• **Stored rows**:

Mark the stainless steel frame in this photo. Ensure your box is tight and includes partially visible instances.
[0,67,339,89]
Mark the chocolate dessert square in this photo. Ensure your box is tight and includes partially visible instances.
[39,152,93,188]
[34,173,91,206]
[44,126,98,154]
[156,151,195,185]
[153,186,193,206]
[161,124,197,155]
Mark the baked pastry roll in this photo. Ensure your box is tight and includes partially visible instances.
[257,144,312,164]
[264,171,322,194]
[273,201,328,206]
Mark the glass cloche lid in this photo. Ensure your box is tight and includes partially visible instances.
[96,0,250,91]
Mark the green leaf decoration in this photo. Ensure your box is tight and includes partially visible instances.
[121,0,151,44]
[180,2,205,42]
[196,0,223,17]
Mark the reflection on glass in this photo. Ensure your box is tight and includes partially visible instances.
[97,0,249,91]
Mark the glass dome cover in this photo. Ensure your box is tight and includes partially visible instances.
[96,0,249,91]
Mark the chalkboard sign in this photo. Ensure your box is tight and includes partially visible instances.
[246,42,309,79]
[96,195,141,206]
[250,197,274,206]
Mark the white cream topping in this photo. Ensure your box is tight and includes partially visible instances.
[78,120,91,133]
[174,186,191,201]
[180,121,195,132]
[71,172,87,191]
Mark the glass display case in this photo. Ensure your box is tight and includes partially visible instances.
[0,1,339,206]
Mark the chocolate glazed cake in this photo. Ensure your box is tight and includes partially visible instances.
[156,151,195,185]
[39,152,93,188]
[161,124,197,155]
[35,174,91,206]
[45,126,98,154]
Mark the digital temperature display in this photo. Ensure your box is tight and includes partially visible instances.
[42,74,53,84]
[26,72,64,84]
==
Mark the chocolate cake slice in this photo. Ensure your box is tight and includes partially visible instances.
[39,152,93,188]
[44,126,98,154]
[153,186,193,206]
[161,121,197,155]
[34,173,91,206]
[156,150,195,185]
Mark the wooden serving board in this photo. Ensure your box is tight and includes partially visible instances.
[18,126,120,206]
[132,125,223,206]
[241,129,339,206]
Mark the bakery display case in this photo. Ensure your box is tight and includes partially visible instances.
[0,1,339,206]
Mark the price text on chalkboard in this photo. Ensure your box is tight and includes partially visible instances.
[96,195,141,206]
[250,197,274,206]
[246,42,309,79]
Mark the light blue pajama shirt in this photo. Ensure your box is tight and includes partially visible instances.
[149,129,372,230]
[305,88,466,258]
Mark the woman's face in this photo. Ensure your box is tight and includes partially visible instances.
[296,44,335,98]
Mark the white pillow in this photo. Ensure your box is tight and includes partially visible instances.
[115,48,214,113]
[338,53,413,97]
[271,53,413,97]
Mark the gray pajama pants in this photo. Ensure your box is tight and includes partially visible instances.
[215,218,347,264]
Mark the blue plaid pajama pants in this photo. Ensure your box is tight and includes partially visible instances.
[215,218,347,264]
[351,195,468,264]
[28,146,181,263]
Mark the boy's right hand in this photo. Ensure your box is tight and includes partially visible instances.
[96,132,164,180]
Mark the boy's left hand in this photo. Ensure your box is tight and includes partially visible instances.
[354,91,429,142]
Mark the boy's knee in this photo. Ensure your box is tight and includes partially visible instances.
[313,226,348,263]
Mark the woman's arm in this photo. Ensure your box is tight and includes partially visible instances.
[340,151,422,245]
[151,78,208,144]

• **Stated exercise**: Replace "cloche" with "bell" in the records, starting with the line with "Mark the stainless" and going on through the line with "[96,0,249,91]". Reproduce only those lines, leaving everything else in them unchanged.

• **Full answer**:
Mark the stainless steel frame in this photo. Ensure your box is tight and includes partially visible instances.
[0,67,339,89]
Mark the chocolate dessert square in this photo. Ensure your box is tight and includes partially visible instances.
[39,152,93,188]
[34,173,91,206]
[44,126,98,154]
[156,151,195,185]
[153,186,193,206]
[161,124,197,155]
Mark the baked pastry roll in this photo. Ensure your box is tight and includes partially visible instances.
[257,144,312,164]
[264,171,322,194]
[273,201,328,206]
Mark the glass bell lid in this photo. Ensure your box is tight and includes partially visible instances.
[96,0,250,91]
Mark the green leaf decoration in this photo. Ensure your box is tight and includes partially visible instances.
[121,0,151,44]
[180,2,205,42]
[196,0,223,17]
Mark the reflection on glass in this photo. Ensure your box is tight and includes partially visible instances.
[97,0,249,91]
Mark the glass dome cover in this photo. Ensure your box is tight and includes partially visible instances.
[96,0,249,91]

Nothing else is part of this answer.